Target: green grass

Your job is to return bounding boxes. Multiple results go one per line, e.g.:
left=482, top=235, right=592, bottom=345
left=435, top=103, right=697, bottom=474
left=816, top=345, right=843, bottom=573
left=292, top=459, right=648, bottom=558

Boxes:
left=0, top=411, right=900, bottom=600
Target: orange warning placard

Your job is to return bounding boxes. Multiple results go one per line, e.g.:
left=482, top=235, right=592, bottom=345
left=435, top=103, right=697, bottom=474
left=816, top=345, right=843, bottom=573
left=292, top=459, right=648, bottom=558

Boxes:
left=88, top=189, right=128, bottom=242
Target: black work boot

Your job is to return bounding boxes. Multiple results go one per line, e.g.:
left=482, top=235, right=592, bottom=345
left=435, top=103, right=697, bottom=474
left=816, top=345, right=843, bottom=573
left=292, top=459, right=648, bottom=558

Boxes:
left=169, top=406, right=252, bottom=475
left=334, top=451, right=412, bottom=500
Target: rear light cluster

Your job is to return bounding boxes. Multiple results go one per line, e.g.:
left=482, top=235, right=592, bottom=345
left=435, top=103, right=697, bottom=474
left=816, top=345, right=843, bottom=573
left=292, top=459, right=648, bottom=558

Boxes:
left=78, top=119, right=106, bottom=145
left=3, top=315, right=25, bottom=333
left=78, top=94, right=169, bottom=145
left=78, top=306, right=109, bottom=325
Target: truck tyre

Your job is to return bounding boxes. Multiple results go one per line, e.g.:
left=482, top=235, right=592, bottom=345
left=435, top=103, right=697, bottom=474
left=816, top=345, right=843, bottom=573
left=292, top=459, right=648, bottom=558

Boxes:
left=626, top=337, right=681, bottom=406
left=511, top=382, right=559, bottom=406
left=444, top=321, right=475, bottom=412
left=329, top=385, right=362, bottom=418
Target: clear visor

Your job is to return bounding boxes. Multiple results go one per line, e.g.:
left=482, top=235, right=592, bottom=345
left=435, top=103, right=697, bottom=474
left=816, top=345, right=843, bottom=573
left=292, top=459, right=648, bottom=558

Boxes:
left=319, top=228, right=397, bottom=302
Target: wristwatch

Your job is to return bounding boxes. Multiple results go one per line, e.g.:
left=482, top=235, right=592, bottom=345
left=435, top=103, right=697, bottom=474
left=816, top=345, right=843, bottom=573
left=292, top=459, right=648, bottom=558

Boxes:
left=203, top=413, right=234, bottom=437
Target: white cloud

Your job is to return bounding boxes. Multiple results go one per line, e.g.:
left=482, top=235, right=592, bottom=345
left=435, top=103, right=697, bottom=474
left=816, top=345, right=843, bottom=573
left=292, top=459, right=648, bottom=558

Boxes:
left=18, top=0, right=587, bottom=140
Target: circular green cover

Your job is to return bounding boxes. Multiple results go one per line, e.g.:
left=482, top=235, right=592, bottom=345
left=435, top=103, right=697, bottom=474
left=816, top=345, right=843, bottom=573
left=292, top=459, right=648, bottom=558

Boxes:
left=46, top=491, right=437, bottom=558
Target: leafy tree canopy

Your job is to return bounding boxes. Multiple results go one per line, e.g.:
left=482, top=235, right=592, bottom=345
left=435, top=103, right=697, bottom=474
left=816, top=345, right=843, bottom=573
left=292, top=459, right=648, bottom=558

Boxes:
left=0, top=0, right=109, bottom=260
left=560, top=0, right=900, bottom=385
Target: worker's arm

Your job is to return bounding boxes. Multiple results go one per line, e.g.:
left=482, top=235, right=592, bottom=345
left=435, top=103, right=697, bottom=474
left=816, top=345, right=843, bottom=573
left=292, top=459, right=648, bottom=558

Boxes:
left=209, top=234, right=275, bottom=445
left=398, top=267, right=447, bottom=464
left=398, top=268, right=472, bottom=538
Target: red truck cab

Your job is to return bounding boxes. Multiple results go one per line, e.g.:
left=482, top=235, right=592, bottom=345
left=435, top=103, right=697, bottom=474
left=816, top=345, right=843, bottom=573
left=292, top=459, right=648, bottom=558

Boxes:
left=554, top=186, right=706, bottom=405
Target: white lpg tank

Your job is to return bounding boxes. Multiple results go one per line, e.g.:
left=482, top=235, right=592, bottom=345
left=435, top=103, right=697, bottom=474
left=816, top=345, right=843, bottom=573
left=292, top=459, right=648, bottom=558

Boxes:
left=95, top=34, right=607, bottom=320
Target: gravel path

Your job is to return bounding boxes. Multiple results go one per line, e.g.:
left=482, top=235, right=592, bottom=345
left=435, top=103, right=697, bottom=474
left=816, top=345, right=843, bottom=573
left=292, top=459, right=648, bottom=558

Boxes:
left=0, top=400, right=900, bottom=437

☆ ☆ ☆

● EXERCISE PROMPT:
Copy out the records word for word, from their first line through the line containing "left=88, top=189, right=128, bottom=242", including that line.

● EXPECTED ANSWER:
Target: green grass

Your job is to return bounding boxes. Multiple results go one per line, e.g.:
left=482, top=235, right=592, bottom=345
left=435, top=103, right=697, bottom=474
left=816, top=345, right=843, bottom=573
left=292, top=459, right=648, bottom=558

Boxes:
left=0, top=411, right=900, bottom=600
Target: orange warning placard

Your job is to return bounding boxes. Multiple results go one per line, e.g.:
left=482, top=235, right=592, bottom=345
left=435, top=103, right=697, bottom=474
left=816, top=345, right=843, bottom=573
left=292, top=459, right=648, bottom=558

Boxes:
left=88, top=189, right=128, bottom=242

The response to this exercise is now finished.